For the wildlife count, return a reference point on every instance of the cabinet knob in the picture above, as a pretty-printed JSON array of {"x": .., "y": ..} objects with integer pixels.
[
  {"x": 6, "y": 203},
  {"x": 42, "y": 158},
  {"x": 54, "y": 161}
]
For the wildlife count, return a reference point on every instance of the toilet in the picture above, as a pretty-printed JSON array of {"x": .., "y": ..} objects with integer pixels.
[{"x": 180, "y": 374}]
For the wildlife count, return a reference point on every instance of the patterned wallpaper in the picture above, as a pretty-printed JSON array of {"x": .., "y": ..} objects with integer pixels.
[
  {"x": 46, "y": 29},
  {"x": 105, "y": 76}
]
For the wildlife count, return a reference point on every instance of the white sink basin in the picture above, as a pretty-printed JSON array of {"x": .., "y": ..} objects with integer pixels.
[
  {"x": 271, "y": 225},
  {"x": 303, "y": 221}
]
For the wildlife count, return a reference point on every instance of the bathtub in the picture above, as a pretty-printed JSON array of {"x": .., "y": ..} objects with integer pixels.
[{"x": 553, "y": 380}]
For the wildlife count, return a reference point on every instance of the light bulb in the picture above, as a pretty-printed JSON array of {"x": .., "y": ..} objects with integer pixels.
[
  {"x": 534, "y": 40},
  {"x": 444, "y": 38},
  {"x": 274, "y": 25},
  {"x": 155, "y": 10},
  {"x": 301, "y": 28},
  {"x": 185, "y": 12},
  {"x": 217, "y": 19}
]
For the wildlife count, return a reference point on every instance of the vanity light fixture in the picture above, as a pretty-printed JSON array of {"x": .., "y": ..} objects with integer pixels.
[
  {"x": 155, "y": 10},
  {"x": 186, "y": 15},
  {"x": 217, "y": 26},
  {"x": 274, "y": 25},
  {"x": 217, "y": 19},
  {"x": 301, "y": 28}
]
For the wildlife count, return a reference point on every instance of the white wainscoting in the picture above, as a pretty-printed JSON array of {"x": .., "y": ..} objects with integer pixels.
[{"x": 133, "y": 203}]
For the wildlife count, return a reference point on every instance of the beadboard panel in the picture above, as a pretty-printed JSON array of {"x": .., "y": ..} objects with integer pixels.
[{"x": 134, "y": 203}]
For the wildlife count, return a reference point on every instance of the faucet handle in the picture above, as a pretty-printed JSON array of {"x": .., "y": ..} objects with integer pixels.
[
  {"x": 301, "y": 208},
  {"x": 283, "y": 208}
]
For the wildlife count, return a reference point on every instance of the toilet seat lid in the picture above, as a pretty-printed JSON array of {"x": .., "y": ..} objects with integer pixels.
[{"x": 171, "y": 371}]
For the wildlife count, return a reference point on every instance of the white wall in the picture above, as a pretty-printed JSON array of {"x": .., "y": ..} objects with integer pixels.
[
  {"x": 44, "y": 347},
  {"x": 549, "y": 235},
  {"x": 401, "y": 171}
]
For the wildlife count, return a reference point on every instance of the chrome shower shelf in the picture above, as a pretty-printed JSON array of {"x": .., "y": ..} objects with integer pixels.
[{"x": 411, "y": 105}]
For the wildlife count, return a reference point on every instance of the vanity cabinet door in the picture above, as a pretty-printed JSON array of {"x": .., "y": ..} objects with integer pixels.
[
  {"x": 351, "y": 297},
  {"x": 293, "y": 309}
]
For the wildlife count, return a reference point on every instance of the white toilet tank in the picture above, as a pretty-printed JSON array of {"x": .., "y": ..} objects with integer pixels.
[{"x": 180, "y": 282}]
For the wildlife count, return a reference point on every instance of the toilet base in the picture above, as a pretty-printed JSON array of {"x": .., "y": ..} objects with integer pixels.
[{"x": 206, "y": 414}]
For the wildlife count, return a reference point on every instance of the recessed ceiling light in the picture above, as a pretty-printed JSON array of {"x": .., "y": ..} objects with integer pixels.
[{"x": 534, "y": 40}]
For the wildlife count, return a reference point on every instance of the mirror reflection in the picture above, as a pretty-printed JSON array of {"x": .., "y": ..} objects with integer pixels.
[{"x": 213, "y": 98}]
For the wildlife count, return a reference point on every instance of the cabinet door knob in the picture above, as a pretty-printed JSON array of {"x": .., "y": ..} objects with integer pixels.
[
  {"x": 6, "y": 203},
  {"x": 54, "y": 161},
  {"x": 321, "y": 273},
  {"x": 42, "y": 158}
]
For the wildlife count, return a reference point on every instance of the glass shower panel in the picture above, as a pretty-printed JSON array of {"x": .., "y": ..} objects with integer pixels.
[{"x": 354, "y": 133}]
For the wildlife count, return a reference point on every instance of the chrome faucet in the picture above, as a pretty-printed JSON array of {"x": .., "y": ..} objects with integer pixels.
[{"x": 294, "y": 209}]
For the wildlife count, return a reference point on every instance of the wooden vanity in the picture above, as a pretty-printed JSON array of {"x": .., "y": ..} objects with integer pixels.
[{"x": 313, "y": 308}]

TASK ITEM: Every line of the listing should be printed again exactly.

RESPONSE BELOW:
For the wildlife count, return a reference point on every instance of the cabinet knob in the picture above, as a pretty-printed JSON array of {"x": .., "y": ..} objects with integer pixels.
[
  {"x": 6, "y": 203},
  {"x": 42, "y": 158},
  {"x": 54, "y": 161}
]
For the wildlife count, return a reference point on every instance of the toilet in the picture above, as a pretty-printed JSON array of {"x": .., "y": ..} objects with integer pixels.
[{"x": 180, "y": 374}]
For the wildlife count, return a reference point on every instance of the patterned wallpaper in the picture above, as a pretty-printed JSON array of {"x": .., "y": ..} objects with integer pixels.
[
  {"x": 46, "y": 29},
  {"x": 105, "y": 76}
]
For the wildlife count, return a reference point on every instance of the white sink basin in the picture above, as a pretty-printed JSON array of {"x": .., "y": ..} objects with integer pixels.
[
  {"x": 271, "y": 225},
  {"x": 303, "y": 221}
]
For the wildlife count, return a reference point on every instance of the bathtub in the picture above, as a pretty-printed JSON array of {"x": .., "y": ..} objects with integer pixels.
[{"x": 553, "y": 380}]
For the wildlife count, return a reference point on every instance of the light bulb in the picture above, as a pretty-printed JSON array of {"x": .., "y": ..} objects with integer pixels.
[
  {"x": 534, "y": 40},
  {"x": 444, "y": 38},
  {"x": 274, "y": 25},
  {"x": 155, "y": 10},
  {"x": 301, "y": 28},
  {"x": 185, "y": 12},
  {"x": 217, "y": 19}
]
For the wildlife count, return a reference point on every instance of the vanity light fixture in the picture above, as a pretty-printed JSON array of {"x": .., "y": ..} objects with integer pixels.
[
  {"x": 155, "y": 10},
  {"x": 186, "y": 15},
  {"x": 217, "y": 26},
  {"x": 274, "y": 25},
  {"x": 217, "y": 19},
  {"x": 301, "y": 28}
]
For the wildlife count, return a reference point on every instance of the white wainscoting in the picture above, as a pretty-printed JSON array of {"x": .., "y": ..} objects with integer pixels.
[{"x": 133, "y": 203}]
For the wildlife count, return a reference point on every instance of the beadboard panel in the picture above, as a pretty-printed JSON array of {"x": .., "y": ..} objects with integer pixels.
[{"x": 134, "y": 203}]
For the wildlife count, return a reference point on every instance of the faucet handle in the picture above, as a pretty-printed JSON array of {"x": .., "y": ..} objects with integer pixels.
[
  {"x": 301, "y": 208},
  {"x": 283, "y": 208}
]
For the wildlife count, return a reference point on every instance of the toilet seat lid in the picture above, as a pretty-printed JSON array of {"x": .., "y": ..} objects with integer pixels.
[{"x": 171, "y": 371}]
For the wildlife count, return a reference point on every instance of the white wall in the picture above, as a pretty-printed JSON array of {"x": .., "y": ..} objects with integer pixels.
[
  {"x": 44, "y": 347},
  {"x": 549, "y": 235},
  {"x": 401, "y": 171}
]
For the wildlife count, return a reference point on every instance of the chrome shower shelf in the picture above, as a pretty-printed JSON array of {"x": .., "y": ..} objects with integer pixels.
[{"x": 411, "y": 105}]
For the wildlife count, return a reference point on every instance of the vanity cabinet door in the picture above, as a pretty-printed JSON array of {"x": .., "y": ..} objects with integer pixels.
[
  {"x": 351, "y": 297},
  {"x": 293, "y": 309}
]
For the wildlife count, return a reference point on every instance of the white toilet tank in the picture above, as a pretty-printed JSON array of {"x": .., "y": ..} objects with integer pixels.
[{"x": 180, "y": 282}]
For the wildlife count, return a reference point on every instance of the toilet base in the picture above, as a pretty-printed JSON array of {"x": .., "y": ..} objects with integer pixels.
[{"x": 206, "y": 414}]
For the wildlife count, return a reference point on every instance of the recessed ceiling light in the picture above, as a pretty-printed JSON array of {"x": .., "y": ..} objects with integer pixels.
[{"x": 534, "y": 40}]
For the wildlife count, return a reference point on every instance of the mirror reflection in the picture above, as a pretty-printed JSON array of {"x": .., "y": ..} objects with integer pixels.
[{"x": 213, "y": 98}]
For the wildlife count, return a reference point on every instance of the cabinet door knob in the picture above, as a pretty-printed JSON array of {"x": .., "y": ..} objects with integer pixels.
[
  {"x": 6, "y": 203},
  {"x": 54, "y": 161},
  {"x": 321, "y": 273},
  {"x": 42, "y": 158}
]
For the wildlife count, return a reference point on every instance of the glass shower panel in the picture above, as a pretty-printed JSON array of {"x": .., "y": ..} objects with integer pixels.
[{"x": 354, "y": 133}]
For the wildlife count, return a reference point on every instance of the chrome faucet in the picture above, as a pretty-printed JSON array of {"x": .., "y": ..} objects with integer pixels.
[{"x": 294, "y": 209}]
For the wildlife count, return a reference point on every instance of the wooden vanity in the picture above, as a pretty-printed JSON array of {"x": .., "y": ..} objects with integer pixels.
[{"x": 313, "y": 308}]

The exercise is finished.